# Текст для чтения

↓↓↓

Бог ангелов считал —
Одного недоставало,
И смертная стрела
На Лизоньку упала.
 
   Тургенев был свидетелем, как однажды подошел к этому памятнику какой-то старый-старый капитан, кивер в виде ведерка, в чехле, штаны в сапогах, на голенищах следы засохшей грязи, седые усы, и пыль, пыль по самые брови. Усталый, сгорбленный, увидел он надпись на камне и стал медленно читать:
 
Бог ангелов считал, —
 
   прочел, плюнул, выругался самой что ни на есть площадной бранью и пошел дальше…
   «Помню, — рассказывал Тургенев Полонскому, — как это меня озадачило… Но разве в этой ругани не сказалась вся жизнь его — бедная, скучная, тяжелая, бессмысленная и безотрадная… И то сказать — если мужику, которого только что высекли в волостном правлении или который только что вернулся верст за двадцать в свою семью, брюзгливую и злую от того, что есть нечего, начать читать стихотворение Пушкина или Тютчева, — если бы он даже и понял их, непременно бы плюнул и выругался… До стихов ли, в особенности нежных, человеку, забитому нуждой и всякими житейскими невзгодами».

↑↑↑

# Обязательные задания
1. Ответьте на вопросы по тексту для чтения.
(a) На кого, согласно стихам на камне, упала смертная стрела?
(b) Что сделал старый капитан, прочитав строку на камне?
(c) Кому Тургенев рассказывал об этом случае?
2. Согласуются ли с текстом для чтения следующие утверждения? Для каждого ответьте «да» или «нет» и приведите решающие слова текста.
(a) На голенищах сапог у капитана были следы засохшей грязи.
(b) Поступок капитана Тургенева ничуть не удивил.
(c) В рассуждении Тургенева упоминаются стихотворения Пушкина и Тютчева.

# Исходные материалы
↓↓↓

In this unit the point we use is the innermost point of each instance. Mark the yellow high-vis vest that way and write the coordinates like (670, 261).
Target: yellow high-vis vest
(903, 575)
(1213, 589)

↑↑↑

# Результаты
1.
(a) На Лизоньку.
(b) Плюнул, выругался самой площадной бранью и пошел дальше.
(c) Полонскому.

2.
(a) Да: «на голенищах следы засохшей грязи».
(b) Нет: «как это меня озадачило».
(c) Да: «начать читать стихотворение Пушкина или Тютчева».